Written problem:
Rewrite all of the material below, changing "Use integer pixel values" to "Use whole-number pixel values" wherever it occurs and keeping everything else the same. Leave the pictures out of your answer.

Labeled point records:
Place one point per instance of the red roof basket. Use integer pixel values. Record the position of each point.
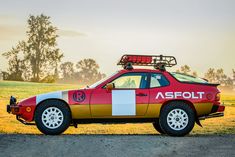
(157, 61)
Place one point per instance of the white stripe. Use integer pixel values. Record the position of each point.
(123, 103)
(42, 97)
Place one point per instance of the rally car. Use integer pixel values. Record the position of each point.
(173, 102)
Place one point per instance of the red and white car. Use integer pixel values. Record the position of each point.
(173, 102)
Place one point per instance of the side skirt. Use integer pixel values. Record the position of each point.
(114, 121)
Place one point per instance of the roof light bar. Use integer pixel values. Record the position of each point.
(157, 61)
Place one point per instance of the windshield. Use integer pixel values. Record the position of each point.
(102, 80)
(187, 78)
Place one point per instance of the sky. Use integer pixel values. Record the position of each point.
(199, 33)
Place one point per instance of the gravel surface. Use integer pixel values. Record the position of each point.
(116, 145)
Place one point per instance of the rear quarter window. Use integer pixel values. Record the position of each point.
(187, 78)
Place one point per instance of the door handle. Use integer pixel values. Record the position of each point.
(141, 94)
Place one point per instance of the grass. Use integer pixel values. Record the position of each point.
(8, 123)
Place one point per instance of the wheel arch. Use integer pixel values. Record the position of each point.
(189, 103)
(40, 103)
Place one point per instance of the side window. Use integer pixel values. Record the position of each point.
(131, 80)
(158, 80)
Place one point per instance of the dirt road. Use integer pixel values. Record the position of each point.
(116, 145)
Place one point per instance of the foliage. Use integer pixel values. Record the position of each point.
(88, 71)
(16, 63)
(37, 57)
(67, 70)
(85, 71)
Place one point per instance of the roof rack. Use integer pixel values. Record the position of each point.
(157, 61)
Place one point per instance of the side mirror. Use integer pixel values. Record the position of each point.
(110, 86)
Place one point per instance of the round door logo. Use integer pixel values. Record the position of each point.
(79, 96)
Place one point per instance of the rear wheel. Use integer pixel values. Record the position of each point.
(52, 117)
(157, 127)
(177, 118)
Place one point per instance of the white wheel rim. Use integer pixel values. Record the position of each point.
(52, 117)
(177, 119)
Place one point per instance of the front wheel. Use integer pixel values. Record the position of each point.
(177, 118)
(52, 117)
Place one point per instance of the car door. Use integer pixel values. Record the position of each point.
(129, 97)
(158, 84)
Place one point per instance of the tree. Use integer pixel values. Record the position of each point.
(194, 74)
(39, 52)
(67, 69)
(41, 49)
(210, 75)
(185, 69)
(88, 71)
(220, 76)
(16, 65)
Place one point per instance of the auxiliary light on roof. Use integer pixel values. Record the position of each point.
(157, 61)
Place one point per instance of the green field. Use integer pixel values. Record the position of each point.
(8, 123)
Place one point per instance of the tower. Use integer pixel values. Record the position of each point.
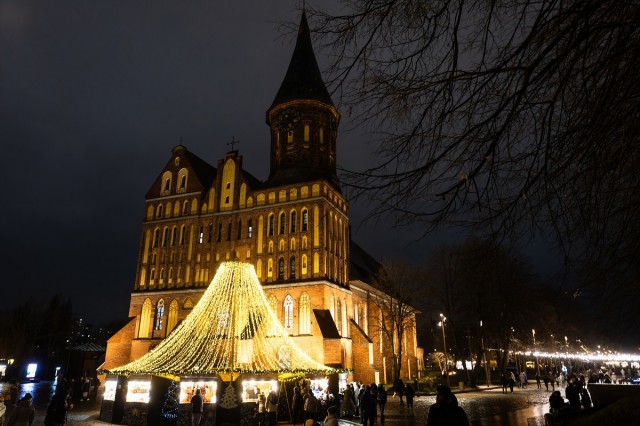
(303, 121)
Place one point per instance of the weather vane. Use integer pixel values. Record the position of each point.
(233, 142)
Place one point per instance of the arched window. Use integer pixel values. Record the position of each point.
(172, 320)
(281, 269)
(304, 326)
(339, 316)
(156, 237)
(165, 237)
(271, 225)
(145, 319)
(159, 315)
(282, 223)
(288, 312)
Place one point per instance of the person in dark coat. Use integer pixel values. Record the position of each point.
(382, 401)
(57, 410)
(446, 411)
(297, 406)
(409, 393)
(368, 407)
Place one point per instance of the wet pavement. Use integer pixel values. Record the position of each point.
(483, 407)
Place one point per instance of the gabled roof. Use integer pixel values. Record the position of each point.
(303, 80)
(326, 324)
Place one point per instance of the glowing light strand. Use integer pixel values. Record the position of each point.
(230, 330)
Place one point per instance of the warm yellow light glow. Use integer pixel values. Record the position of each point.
(232, 329)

Solution to this exercise:
Place one point per instance of the red roof basket. Use whole-number pixel values. Record the position of each point.
(157, 61)
Place one point per instance of the white stripe. Use whole-number pixel values. Record the position of each point.
(123, 103)
(42, 97)
Place one point per instance of the rally car. Use whole-number pixel values. Record the position of each point.
(173, 102)
Place one point per instance of the red and white car. Use whole-number pixel values. Record the position of each point.
(173, 102)
Place one point per instance of the side skirt. Use whole-number pixel values. Record the position of each point.
(114, 121)
Place one point per instance of the roof light bar. Use whole-number pixel values. Record the position of each point.
(157, 61)
Place one point per instance of the windshield. Use whole-number pixel values. Record the position of each point.
(102, 80)
(187, 78)
Place one point per instance of the sky. Use whole-number pixel values. Record the position of each point.
(199, 33)
Place one point per instance of the gravel surface. Use whole-number pixel values. Record the position of each point.
(116, 145)
Place one point per instance of the rear quarter window. Use whole-number pixel values. Record the position of each point.
(187, 78)
Place one point per instance of the door handle. Use whole-number pixel values. Record the position of each point.
(141, 94)
Place one point per instance of the grass. Use whole-number pixel values. Record the position of each point.
(8, 123)
Place one point per instance of the wheel arch. Use whole-number pixel values. Record the position of each point.
(189, 103)
(40, 103)
Place one point per instance of the side window. Use whole-number pixel values. Record the position of each point.
(131, 80)
(158, 80)
Place one point per instance of the dirt road. Use whole-number pixel values. Record the position of each point.
(116, 145)
Place one point per instance of the foliage. Use whole-number pixel values. Record the position of each point.
(88, 71)
(16, 63)
(37, 57)
(67, 70)
(85, 71)
Place one point per instance of the roof rack. Use whole-number pixel values. Record the position of each point.
(157, 61)
Place one point per instance of the side mirror. Use whole-number pixel values. Record the position of each point.
(110, 86)
Place one point per instance of the round door logo. Use whole-number pixel values. Record the position of each point.
(79, 96)
Place one point per instance of the rear wheel. Use whole-number pixel values. Record the position of each point.
(52, 117)
(157, 127)
(177, 118)
Place one point per instance of the white wheel rim. Use whole-number pixel values. Record the position of each point.
(52, 117)
(177, 119)
Place one point per instance of the front wheel. Use whole-number pixel values. Record the position of each point.
(177, 118)
(52, 117)
Place one point per instance of the car door. Use whole-number pixel values. Record the position of each point.
(129, 97)
(158, 84)
Place one point per instance of the tree. Use whole-number pixel values. Record the position of each point.
(194, 74)
(39, 52)
(67, 69)
(41, 49)
(210, 75)
(185, 69)
(88, 71)
(220, 76)
(16, 65)
Place one point per instance of the auxiliary light on roof. Use whole-number pixel values. Record the position of each point.
(157, 61)
Place one point per instance of the green field. Use whole-number pixel values. Record the position of each point.
(8, 123)
Place one point per instance of the tower. Use whole-number pixel values. Record the position of each point.
(303, 121)
Place one point per instance of the weather vane. Use whole-number pixel values. Record the position of each point.
(233, 142)
Place one point per instance of the arched window. Use whole-number pixel values. Record the position of each point.
(172, 320)
(281, 269)
(304, 326)
(339, 316)
(156, 237)
(165, 237)
(271, 225)
(145, 319)
(159, 315)
(282, 223)
(288, 312)
Place one point per instance of the person in dark coat. Use whole-number pixel values. Record the position of each point.
(382, 401)
(57, 410)
(446, 411)
(297, 406)
(409, 393)
(368, 407)
Place one point per instance of the wet pavement. Use whole-number pixel values. Record the position of each point.
(483, 407)
Place one point per instance of the gabled roof. Use whole-number pixel values. Record the position of each point.
(303, 80)
(326, 324)
Place one point per instance of the glowing light strand. Use whole-number pixel values. Record the position of each point.
(230, 330)
Place one point per instance of the warm yellow light glow. Use whole-number pixel values. Record the position of each point.
(232, 329)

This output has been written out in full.